▸ Text provided:
Wednesday, September 27, 2006

More suggested reading for Banned Book Week

You might think that a book published 55 years ago would have lost its power to shock you, make you laugh or break your heart -- not to mention royally piss off the censors, but J.D. Salinger's "The Catcher in the Rye" is still on the most-challenged list year after year -- ostensibly because of profanity (protagonist Holden Caulfield does like the word "goddamn") prostitution, underage-drinking, premarital sex, and tons of "morons" and "phonies."
Much has been made of the fact that this book is the favorite of nutjob assassins like Mark David Chapman and John Hinckley, and psychologists say it's because misunderstood social outcasts relate to Holden Caulfield -- and he probably is the patron saint of outcasts -- but Holden never shot any of those goddamn phonies. He really in his own clumsy way only wanted to make the world a better place -- that's why he was out there catching all those kids before they fell out of the rye.
And that's why he'll still be out there in that rye a hundred years from now, no matter how hard the book burners try to shut him up.

▸ Rows:
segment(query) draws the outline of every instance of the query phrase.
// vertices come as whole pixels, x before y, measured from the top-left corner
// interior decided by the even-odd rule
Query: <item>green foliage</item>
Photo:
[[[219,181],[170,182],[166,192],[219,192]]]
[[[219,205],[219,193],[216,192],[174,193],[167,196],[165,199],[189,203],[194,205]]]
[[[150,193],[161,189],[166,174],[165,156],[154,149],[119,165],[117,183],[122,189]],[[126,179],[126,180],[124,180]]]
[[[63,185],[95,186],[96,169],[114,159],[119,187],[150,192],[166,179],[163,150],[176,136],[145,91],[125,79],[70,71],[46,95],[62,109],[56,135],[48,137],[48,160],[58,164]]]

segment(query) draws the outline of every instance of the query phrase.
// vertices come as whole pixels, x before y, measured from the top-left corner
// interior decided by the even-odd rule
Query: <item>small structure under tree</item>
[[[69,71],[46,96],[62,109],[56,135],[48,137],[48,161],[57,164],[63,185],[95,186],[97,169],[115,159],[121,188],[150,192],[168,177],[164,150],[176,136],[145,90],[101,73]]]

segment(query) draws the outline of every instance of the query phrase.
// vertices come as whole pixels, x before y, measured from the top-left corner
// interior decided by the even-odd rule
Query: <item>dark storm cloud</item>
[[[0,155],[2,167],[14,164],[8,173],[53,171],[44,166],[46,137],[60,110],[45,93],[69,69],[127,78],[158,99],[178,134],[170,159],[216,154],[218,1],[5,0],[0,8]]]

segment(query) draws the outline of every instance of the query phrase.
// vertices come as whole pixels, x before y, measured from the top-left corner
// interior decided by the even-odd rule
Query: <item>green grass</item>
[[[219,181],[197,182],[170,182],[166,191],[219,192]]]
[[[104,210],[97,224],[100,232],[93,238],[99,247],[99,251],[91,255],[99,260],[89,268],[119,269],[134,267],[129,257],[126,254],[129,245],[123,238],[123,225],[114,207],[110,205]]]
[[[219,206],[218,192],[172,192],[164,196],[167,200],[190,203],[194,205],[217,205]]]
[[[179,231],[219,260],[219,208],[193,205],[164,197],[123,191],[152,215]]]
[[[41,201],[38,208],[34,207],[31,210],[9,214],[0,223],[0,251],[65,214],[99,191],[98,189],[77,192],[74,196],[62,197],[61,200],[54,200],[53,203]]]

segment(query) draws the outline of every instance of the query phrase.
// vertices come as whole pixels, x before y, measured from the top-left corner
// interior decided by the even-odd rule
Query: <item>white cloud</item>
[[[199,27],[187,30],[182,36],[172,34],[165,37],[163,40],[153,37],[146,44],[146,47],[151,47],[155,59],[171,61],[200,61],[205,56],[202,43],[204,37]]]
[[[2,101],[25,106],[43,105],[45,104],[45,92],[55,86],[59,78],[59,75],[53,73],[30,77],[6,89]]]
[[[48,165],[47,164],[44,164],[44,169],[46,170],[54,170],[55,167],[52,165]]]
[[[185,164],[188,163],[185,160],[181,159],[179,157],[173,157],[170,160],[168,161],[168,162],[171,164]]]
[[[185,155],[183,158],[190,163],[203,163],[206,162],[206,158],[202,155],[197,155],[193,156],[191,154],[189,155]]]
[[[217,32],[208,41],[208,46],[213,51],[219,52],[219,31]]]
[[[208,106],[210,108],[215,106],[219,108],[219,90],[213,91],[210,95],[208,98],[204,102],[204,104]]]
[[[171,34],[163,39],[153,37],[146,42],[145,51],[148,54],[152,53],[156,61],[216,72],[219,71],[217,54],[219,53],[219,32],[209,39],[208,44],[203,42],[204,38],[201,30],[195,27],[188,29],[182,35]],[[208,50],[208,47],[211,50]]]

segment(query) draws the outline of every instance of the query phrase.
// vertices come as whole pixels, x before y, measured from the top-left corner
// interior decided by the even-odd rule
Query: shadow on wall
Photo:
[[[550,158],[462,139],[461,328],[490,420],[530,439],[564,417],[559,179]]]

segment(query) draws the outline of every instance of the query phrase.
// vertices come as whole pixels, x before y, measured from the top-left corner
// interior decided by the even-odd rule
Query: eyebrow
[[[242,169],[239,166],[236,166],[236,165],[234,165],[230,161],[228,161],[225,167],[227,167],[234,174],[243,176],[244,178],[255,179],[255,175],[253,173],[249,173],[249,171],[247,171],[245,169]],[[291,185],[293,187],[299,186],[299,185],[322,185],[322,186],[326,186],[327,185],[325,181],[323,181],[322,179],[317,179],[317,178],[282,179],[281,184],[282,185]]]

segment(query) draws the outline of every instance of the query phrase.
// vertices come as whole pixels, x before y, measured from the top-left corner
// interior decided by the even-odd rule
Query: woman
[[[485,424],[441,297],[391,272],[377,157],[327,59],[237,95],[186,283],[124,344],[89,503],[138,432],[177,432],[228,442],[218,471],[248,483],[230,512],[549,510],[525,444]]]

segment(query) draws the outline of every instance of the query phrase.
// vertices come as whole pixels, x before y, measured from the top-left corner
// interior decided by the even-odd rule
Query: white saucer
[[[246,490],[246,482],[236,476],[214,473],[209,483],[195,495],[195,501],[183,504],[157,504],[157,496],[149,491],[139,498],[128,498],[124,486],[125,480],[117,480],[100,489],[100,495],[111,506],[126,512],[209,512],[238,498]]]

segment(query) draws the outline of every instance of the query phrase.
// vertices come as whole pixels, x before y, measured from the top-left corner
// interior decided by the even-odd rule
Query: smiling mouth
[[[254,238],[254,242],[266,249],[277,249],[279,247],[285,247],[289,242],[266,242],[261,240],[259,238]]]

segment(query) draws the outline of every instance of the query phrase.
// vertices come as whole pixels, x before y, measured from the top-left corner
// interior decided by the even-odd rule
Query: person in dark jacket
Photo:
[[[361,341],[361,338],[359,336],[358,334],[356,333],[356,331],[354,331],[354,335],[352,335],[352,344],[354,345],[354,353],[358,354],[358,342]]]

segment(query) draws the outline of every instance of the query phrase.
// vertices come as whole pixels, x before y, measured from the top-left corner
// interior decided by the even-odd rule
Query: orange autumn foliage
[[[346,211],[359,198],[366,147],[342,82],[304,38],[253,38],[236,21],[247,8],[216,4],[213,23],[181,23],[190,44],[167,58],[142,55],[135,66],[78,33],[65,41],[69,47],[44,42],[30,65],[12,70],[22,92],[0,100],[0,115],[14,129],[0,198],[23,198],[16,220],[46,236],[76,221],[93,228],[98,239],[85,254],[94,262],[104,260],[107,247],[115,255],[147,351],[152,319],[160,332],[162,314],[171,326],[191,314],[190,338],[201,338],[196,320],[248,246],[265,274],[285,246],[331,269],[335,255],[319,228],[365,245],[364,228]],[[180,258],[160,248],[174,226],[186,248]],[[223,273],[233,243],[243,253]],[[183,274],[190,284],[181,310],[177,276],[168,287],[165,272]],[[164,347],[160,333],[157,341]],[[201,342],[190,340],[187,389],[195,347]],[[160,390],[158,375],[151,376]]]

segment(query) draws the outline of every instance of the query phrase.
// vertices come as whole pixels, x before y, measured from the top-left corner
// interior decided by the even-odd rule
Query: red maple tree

▸ Problem requirements: According to the Banned Book Week post above, how many years before the post was "The Catcher in the Rye" published?

▸ Exercise response: 55 years